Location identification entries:

•••

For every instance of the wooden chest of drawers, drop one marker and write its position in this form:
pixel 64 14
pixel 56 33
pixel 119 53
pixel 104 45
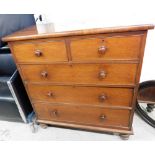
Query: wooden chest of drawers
pixel 85 79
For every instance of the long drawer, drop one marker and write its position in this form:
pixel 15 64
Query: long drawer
pixel 81 73
pixel 94 116
pixel 116 47
pixel 81 95
pixel 40 51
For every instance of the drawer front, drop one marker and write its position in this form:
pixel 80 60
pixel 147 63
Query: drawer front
pixel 120 47
pixel 45 51
pixel 81 73
pixel 95 116
pixel 81 95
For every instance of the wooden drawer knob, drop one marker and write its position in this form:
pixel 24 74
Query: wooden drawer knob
pixel 50 94
pixel 102 49
pixel 44 74
pixel 102 117
pixel 38 53
pixel 102 97
pixel 102 74
pixel 54 113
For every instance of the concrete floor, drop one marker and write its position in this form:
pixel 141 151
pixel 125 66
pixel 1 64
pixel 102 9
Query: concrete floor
pixel 21 131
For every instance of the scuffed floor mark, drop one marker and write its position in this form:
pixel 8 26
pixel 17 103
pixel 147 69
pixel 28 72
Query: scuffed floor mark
pixel 4 134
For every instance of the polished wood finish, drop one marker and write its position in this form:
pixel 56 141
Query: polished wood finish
pixel 41 51
pixel 95 116
pixel 97 96
pixel 86 78
pixel 81 73
pixel 118 47
pixel 51 30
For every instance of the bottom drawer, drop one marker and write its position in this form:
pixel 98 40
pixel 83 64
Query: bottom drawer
pixel 95 116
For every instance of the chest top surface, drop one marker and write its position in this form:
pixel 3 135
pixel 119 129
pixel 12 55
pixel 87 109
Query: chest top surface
pixel 61 30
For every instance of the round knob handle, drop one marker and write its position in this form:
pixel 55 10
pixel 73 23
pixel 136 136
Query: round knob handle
pixel 102 97
pixel 102 74
pixel 44 74
pixel 50 94
pixel 38 53
pixel 54 113
pixel 102 117
pixel 102 50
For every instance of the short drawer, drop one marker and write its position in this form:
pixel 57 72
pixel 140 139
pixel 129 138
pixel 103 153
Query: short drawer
pixel 94 116
pixel 81 95
pixel 81 73
pixel 40 51
pixel 108 48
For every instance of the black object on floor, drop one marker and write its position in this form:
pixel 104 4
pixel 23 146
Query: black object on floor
pixel 145 105
pixel 14 102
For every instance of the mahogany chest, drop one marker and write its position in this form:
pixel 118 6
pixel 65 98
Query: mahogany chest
pixel 86 79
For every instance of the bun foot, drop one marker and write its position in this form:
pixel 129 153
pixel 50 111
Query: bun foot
pixel 43 126
pixel 124 136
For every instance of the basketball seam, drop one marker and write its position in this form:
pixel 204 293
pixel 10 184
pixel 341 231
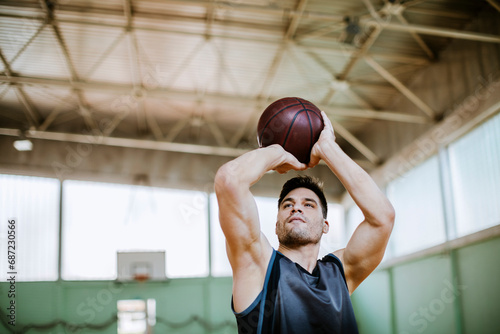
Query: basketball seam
pixel 291 126
pixel 309 121
pixel 271 118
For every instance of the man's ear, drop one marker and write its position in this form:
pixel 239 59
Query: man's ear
pixel 326 226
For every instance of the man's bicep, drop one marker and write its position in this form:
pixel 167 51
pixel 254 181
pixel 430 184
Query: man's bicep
pixel 364 252
pixel 239 218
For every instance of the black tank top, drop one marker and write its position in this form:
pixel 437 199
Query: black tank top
pixel 294 301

•••

*Your objective*
Reproduce the material above with every "drop one marker" replaced by "place one point" and everything else left unchanged. Leave the pictures out.

*Exercise response*
For every instance of the wooden chest of drawers, place one point and write its position in this form:
pixel 64 14
pixel 56 33
pixel 119 53
pixel 104 45
Query: wooden chest of drawers
pixel 85 79
For every instance of the long drawer, place one point and write its position in this form:
pixel 15 64
Query: long drawer
pixel 81 73
pixel 94 116
pixel 116 47
pixel 81 95
pixel 40 51
For every instance of the drawer front, place one point and write its position in this form:
pixel 80 60
pixel 147 63
Query: drawer front
pixel 120 47
pixel 45 51
pixel 81 73
pixel 95 116
pixel 81 95
For every instance of the wooden drawer knob, place one point and write its position in this form:
pixel 24 74
Query: wooden drawer knob
pixel 50 94
pixel 102 49
pixel 44 74
pixel 102 117
pixel 38 53
pixel 102 97
pixel 102 74
pixel 54 113
For every instance of the concrete floor, place one point and write its position in this form:
pixel 141 151
pixel 125 66
pixel 1 64
pixel 102 9
Query: concrete floor
pixel 21 131
For every instance of the scuffed floor mark, place one point and write its position in this form:
pixel 8 26
pixel 17 103
pixel 147 69
pixel 28 72
Query: scuffed floor mark
pixel 4 134
For every instance of the polished wood finish, place one point and write its position in this form:
pixel 56 141
Query: polished wood finish
pixel 41 51
pixel 95 116
pixel 97 96
pixel 86 78
pixel 81 73
pixel 118 47
pixel 51 30
For every instance of the bottom drawer, place one point and write its position in this form:
pixel 98 40
pixel 83 64
Query: bottom drawer
pixel 95 116
For every instance of the chest top surface, place one point and write its position in this form:
pixel 3 135
pixel 119 129
pixel 12 55
pixel 87 109
Query: chest top surface
pixel 61 30
For every instance of the round knob handle, place one point and write its position in this form:
pixel 55 10
pixel 73 23
pixel 136 136
Query: round knob handle
pixel 102 97
pixel 102 74
pixel 44 74
pixel 50 94
pixel 38 53
pixel 54 113
pixel 102 117
pixel 102 50
For every instance of the short drawer, place one point and write its position in this form:
pixel 57 72
pixel 140 139
pixel 129 138
pixel 103 153
Query: short drawer
pixel 94 116
pixel 81 95
pixel 81 73
pixel 40 51
pixel 108 48
For every instance of the black object on floor, place one point and write its position in this form:
pixel 104 4
pixel 23 146
Query: black object on floor
pixel 145 105
pixel 14 102
For every instance of the mahogany chest, place one point and write its position in this form:
pixel 118 6
pixel 65 98
Query: mahogany chest
pixel 86 79
For every instance of the bun foot, place one point and write its position in this form:
pixel 129 153
pixel 50 111
Query: bun foot
pixel 43 126
pixel 124 136
For every instance of the basketball seam, place one point and write its position in this form:
pixel 204 293
pixel 10 184
pixel 341 231
Query: basketball seam
pixel 291 126
pixel 309 121
pixel 271 118
For every instance of the man's ear, place one point and write its position in this form:
pixel 239 59
Query: man's ear
pixel 326 226
For every instance of the man's bicep, place one point and write its position in this form:
pixel 167 51
pixel 254 181
pixel 430 184
Query: man's bicep
pixel 364 252
pixel 239 218
For every instance of the black tank top, place one point and write its position in this form:
pixel 437 199
Query: black tank top
pixel 294 301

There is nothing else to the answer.